→ Requirements:
a) List every named place or business in the moose encounter post below.
b) Using the moose encounter post below, decide whether each statement agrees with it: (i) The writer says only about 20% of the trees had changed color, or fewer. (ii) The writer had photographed wildlife at a zoo before this trip. (iii) The writer's main worry near the moose was their own friends.
c) According to the moose encounter post below, why did the writer want an exit strategy even though the mother moose seemed comfortable around people?

Wednesday, October 28, 2015

Encounter with Wildlife

As I have mentioned earlier, we were early for fall colours this year, maybe only 20% of the trees changed, if that. The Bat Lake Trail was a great hike in the morning and we drove afterwards along Highway 60 to Whitney for lunch at the Mad Musher. On the way back we got stupid lucky, a moose cow and her calf were eating by the side of the road, this makes up for the lousy fall colours.

We weren't the only ones there, my guess there was about 60 to 80 people on the side of the road as well trying to get a shot of the moose. I like to think I'm a decent photographer but I've never shot wildlife either in a controlled environment (zoo) or out in the wild in this case before. My two concerns were one, get something decent because chances me getting anything like this will be slim to none and more importantly have an exit strategy. While the momma moose seemed comfortable around humans we're still talking a 1000 lb animal that can do some serious damage if it felt threatened.

My big concern wasn't my friends, we know better, it's the 80 or so other people who may or may not have a clue how to behave near a wild animal.  All it takes is one village idiot to press his/her luck and we got an angry moose charging on us. Thankfully people knew better and we all got an experience of a lifetime except for the regulars who shoot wildlife photography, it's just another weekend in the park for them.

Camera: Nikon FM, Nikkor Ais 200 f4 and 105 f2.5 lenses.

→ Entries provided:
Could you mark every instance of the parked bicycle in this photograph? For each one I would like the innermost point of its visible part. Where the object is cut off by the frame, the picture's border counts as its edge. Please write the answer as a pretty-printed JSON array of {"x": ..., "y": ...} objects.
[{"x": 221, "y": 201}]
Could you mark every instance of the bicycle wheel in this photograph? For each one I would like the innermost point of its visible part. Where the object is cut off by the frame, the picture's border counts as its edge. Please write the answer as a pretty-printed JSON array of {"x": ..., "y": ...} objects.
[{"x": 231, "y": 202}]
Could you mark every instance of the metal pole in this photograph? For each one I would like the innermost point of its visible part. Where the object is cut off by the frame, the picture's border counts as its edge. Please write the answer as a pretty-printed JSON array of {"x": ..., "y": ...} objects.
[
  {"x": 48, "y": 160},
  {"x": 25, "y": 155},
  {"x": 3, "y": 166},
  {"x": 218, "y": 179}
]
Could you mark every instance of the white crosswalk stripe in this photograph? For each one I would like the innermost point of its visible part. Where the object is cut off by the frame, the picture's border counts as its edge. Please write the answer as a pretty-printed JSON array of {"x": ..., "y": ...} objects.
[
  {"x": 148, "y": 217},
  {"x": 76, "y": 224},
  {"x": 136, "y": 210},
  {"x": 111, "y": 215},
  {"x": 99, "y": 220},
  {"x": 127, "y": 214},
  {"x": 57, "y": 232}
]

→ Answers for the tasks:
a) Bat Lake Trail, Highway 60, Whitney, Mad Musher

b)
(i) Yes: "maybe only 20% of the trees changed, if that"
(ii) No: "I've never shot wildlife either in a controlled environment (zoo) or out in the wild in this case before"
(iii) No: "My big concern wasn't my friends, we know better"

c) The moose was still a 1000 lb animal that could do serious damage if it felt threatened. Among the 80 or so other people, anyone who didn't know how to behave near a wild animal could push their luck and set off an angry moose charging at the crowd.